#### [Your instructions]
Can you update the items below so that every "kindly identify" reads "mark", with nothing else changed?

#### [Input data]
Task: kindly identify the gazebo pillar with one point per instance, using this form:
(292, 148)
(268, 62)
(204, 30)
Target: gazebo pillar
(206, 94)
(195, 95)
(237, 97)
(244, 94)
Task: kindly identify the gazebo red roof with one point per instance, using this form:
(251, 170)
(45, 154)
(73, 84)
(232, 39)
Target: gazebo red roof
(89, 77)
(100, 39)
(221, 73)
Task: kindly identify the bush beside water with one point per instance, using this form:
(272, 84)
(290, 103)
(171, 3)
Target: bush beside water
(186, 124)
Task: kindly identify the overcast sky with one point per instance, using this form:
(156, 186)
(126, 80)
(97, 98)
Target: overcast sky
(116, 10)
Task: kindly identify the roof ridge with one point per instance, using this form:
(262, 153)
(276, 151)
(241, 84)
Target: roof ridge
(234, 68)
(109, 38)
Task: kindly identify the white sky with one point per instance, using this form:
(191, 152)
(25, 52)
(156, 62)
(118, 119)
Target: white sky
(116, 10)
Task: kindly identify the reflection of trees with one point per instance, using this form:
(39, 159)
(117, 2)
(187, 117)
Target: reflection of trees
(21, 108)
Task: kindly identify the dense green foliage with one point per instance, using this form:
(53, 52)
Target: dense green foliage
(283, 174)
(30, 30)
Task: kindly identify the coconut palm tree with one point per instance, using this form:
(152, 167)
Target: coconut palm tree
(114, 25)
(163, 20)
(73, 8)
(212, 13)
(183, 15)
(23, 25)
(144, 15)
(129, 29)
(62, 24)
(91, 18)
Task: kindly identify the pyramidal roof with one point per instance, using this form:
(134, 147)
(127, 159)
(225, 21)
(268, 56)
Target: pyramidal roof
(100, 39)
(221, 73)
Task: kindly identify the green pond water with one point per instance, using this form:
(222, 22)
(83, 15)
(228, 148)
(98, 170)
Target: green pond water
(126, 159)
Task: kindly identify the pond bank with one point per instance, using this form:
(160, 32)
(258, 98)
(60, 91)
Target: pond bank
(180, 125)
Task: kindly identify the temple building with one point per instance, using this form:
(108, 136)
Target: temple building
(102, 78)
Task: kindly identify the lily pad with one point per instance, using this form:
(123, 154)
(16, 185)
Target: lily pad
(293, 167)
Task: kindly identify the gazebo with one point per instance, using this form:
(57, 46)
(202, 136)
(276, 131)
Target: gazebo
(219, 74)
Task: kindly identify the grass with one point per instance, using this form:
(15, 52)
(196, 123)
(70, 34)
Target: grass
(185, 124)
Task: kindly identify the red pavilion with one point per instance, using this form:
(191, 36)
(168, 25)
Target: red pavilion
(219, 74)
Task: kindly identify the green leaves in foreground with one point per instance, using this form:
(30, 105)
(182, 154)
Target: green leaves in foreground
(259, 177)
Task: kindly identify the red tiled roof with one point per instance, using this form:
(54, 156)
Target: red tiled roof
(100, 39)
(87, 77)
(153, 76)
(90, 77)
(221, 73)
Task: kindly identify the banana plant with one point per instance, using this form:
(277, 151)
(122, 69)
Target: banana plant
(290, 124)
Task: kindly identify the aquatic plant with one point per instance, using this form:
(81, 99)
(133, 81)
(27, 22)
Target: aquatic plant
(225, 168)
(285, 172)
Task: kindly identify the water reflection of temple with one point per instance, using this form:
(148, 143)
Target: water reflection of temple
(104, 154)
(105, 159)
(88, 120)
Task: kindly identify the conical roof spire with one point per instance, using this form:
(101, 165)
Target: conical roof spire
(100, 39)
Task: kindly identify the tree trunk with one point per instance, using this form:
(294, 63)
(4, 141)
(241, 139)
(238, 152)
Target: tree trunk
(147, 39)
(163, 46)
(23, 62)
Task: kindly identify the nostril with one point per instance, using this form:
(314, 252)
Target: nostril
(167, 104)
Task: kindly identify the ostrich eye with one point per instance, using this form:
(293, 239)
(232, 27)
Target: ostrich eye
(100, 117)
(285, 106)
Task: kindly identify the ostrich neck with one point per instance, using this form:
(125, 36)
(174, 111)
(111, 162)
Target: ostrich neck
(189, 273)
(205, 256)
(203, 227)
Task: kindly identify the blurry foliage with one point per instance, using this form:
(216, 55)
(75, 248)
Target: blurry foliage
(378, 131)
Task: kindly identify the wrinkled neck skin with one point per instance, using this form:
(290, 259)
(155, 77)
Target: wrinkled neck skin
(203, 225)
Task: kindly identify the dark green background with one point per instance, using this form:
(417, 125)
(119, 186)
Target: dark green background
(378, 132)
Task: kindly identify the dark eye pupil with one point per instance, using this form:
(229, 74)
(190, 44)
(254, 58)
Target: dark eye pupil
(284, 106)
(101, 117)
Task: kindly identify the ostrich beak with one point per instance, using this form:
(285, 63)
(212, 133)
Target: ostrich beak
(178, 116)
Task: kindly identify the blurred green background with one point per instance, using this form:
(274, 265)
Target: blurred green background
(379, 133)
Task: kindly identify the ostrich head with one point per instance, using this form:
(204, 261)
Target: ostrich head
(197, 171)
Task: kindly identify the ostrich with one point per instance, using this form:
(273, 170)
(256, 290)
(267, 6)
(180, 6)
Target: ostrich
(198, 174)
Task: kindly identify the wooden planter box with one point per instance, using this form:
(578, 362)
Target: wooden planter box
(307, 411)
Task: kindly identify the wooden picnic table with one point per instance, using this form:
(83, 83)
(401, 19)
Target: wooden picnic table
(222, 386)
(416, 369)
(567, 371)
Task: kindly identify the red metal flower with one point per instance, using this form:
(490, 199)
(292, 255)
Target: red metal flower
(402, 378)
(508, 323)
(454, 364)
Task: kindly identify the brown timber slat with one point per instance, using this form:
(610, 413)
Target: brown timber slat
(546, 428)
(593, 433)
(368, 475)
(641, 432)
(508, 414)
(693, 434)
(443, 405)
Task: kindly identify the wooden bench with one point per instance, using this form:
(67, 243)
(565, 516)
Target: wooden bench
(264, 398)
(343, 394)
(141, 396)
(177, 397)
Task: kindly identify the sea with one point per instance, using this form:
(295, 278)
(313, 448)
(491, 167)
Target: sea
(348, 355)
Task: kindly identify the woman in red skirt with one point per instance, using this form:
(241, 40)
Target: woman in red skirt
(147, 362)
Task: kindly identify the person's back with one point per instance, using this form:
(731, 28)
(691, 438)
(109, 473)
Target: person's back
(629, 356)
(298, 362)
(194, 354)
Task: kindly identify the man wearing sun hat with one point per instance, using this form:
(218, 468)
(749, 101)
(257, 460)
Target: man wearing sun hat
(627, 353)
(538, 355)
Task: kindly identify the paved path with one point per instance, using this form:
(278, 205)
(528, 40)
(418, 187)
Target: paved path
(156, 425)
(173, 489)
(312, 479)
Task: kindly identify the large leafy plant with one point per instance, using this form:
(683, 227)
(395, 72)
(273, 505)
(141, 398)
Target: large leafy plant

#### [Result below]
Task: mark the gazebo pillar with one point per instance, using this form:
(292, 148)
(268, 62)
(204, 30)
Target: gazebo pillar
(206, 94)
(195, 95)
(237, 97)
(244, 94)
Task: mark the gazebo red roof with one point per instance, using this form:
(251, 170)
(45, 154)
(73, 84)
(232, 39)
Target: gazebo red roof
(89, 77)
(100, 39)
(221, 73)
Task: mark the bush beside water with one point per instance, using this form:
(272, 84)
(290, 103)
(171, 3)
Target: bush beside water
(186, 124)
Task: mark the overcast sky with one point per instance, using this form:
(156, 186)
(126, 80)
(97, 98)
Target: overcast sky
(116, 10)
Task: mark the roof ridge with one point per instance, using this form:
(262, 153)
(276, 151)
(241, 84)
Target: roof ridge
(234, 68)
(109, 38)
Task: mark the white sky with one point per instance, using this form:
(191, 152)
(25, 52)
(156, 62)
(118, 119)
Target: white sky
(116, 10)
Task: mark the reflection of trees with one point per instance, using this form:
(39, 159)
(117, 2)
(187, 117)
Target: reflection of trees
(21, 108)
Task: mark the dense green foliage with one point per instance, using this form:
(53, 52)
Target: dense green foliage
(283, 174)
(30, 30)
Task: mark the coconut palm tree with one point per instance, using this form:
(152, 167)
Target: coconut palm tree
(114, 25)
(163, 20)
(73, 8)
(212, 13)
(183, 15)
(23, 25)
(144, 15)
(129, 29)
(62, 24)
(91, 18)
Task: mark the pyramidal roof with one point per instance, using this form:
(134, 147)
(127, 159)
(225, 21)
(268, 56)
Target: pyramidal roof
(100, 39)
(221, 73)
Task: mark the green pond water with one point per instance, using this form:
(222, 22)
(83, 15)
(228, 148)
(98, 170)
Target: green pond water
(126, 159)
Task: mark the pond bank with one point per instance, using this form:
(160, 32)
(258, 98)
(60, 91)
Target: pond bank
(180, 125)
Task: mark the temple building with one point per instance, using this form:
(108, 136)
Target: temple building
(102, 78)
Task: mark the lily pad with one point per instance, using this form:
(123, 154)
(16, 185)
Target: lily pad
(293, 167)
Task: mark the gazebo with one point per instance, using this form:
(57, 46)
(202, 136)
(276, 131)
Target: gazebo
(219, 74)
Task: mark the grass with one point per instance, using this form:
(15, 52)
(196, 123)
(70, 34)
Target: grass
(185, 124)
Task: mark the red pavilion with one point per instance, using this form:
(191, 36)
(168, 25)
Target: red pavilion
(219, 74)
Task: mark the green leaves in foreground with one point per instance, using this form:
(30, 105)
(182, 154)
Target: green leaves in foreground
(259, 177)
Task: mark the red tiled roof with one point per instance, using this form:
(54, 156)
Target: red tiled roof
(100, 39)
(87, 77)
(153, 76)
(90, 77)
(221, 73)
Task: mark the banana plant with one point per instance, using this form:
(277, 151)
(122, 69)
Target: banana plant
(290, 124)
Task: mark the aquatic plant with one point per instance, using this form:
(81, 99)
(133, 81)
(27, 22)
Target: aquatic plant
(225, 168)
(285, 172)
Task: mark the water reflection of temple with one point per instance, using this form:
(148, 143)
Target: water reflection of temple
(104, 154)
(105, 159)
(88, 120)
Task: mark the conical roof spire with one point per instance, using this form:
(101, 165)
Target: conical roof spire
(100, 39)
Task: mark the tree trunk with one point per instance, using this form:
(294, 63)
(4, 141)
(241, 139)
(238, 152)
Target: tree trunk
(147, 39)
(163, 46)
(23, 62)
Task: mark the nostril with one point per instance, using this form:
(314, 252)
Target: nostril
(167, 104)
Task: mark the ostrich eye with one point per instance, using this form:
(293, 239)
(232, 27)
Target: ostrich eye
(100, 117)
(285, 106)
Task: mark the ostrich neck with one point per instance, using this form:
(125, 36)
(174, 111)
(111, 162)
Target: ostrich neck
(189, 273)
(205, 256)
(203, 227)
Task: mark the blurry foliage with one point per instance, using this form:
(216, 55)
(75, 248)
Target: blurry foliage
(378, 131)
Task: mark the wrinkled neck skin with one point per instance, using this form:
(290, 259)
(155, 77)
Target: wrinkled neck skin
(203, 225)
Task: mark the dark green background with one point per instance, using this form:
(417, 125)
(119, 186)
Target: dark green background
(378, 132)
Task: mark the dark eye pupil with one point per instance, using this form:
(229, 74)
(190, 44)
(254, 58)
Target: dark eye pupil
(284, 106)
(101, 117)
Task: mark the ostrich beak with one point per instance, using this form:
(285, 63)
(212, 133)
Target: ostrich beak
(178, 116)
Task: mark the blurred green background with one point per instance, using this form:
(274, 265)
Target: blurred green background
(379, 133)
Task: mark the ostrich head with one point per instance, using this form:
(204, 261)
Target: ostrich head
(197, 171)
Task: mark the ostrich with one point per instance, using this form:
(273, 170)
(256, 290)
(267, 6)
(180, 6)
Target: ostrich
(198, 174)
Task: mark the wooden planter box with one point per instance, using this form:
(578, 362)
Target: wooden planter box
(307, 411)
Task: mark the wooden picnic table with one point per instance, using this form:
(83, 83)
(401, 19)
Target: wooden picnic table
(222, 386)
(416, 369)
(567, 371)
Task: mark the red metal flower with one point per instance, using this form:
(490, 199)
(292, 255)
Target: red metal flower
(402, 378)
(508, 323)
(454, 364)
Task: mark the brown timber slat with one point per instance, using this form:
(610, 413)
Target: brown timber slat
(546, 428)
(593, 433)
(368, 475)
(641, 432)
(508, 414)
(693, 434)
(443, 405)
Task: mark the wooden bench with one point per instance, using this form:
(67, 243)
(565, 516)
Target: wooden bench
(264, 398)
(343, 394)
(141, 396)
(177, 397)
Task: mark the sea with one point per instance, using this form:
(295, 278)
(313, 448)
(491, 167)
Target: sea
(348, 355)
Task: mark the woman in red skirt with one point per instance, using this form:
(241, 40)
Target: woman in red skirt
(147, 362)
Task: mark the person's back with one point per instance, using this form:
(731, 28)
(691, 438)
(109, 473)
Target: person's back
(629, 356)
(298, 362)
(194, 354)
Task: mark the man wearing sun hat with one point per instance, using this form:
(218, 468)
(749, 101)
(257, 460)
Target: man wearing sun hat
(627, 353)
(538, 355)
Task: mark the paved path with one point per instance, using this form:
(278, 205)
(528, 40)
(418, 187)
Target: paved path
(156, 425)
(173, 489)
(312, 479)
Task: mark the large leafy plant with one point per instance, using this form:
(683, 227)
(395, 72)
(273, 505)
(141, 398)
Target: large leafy plant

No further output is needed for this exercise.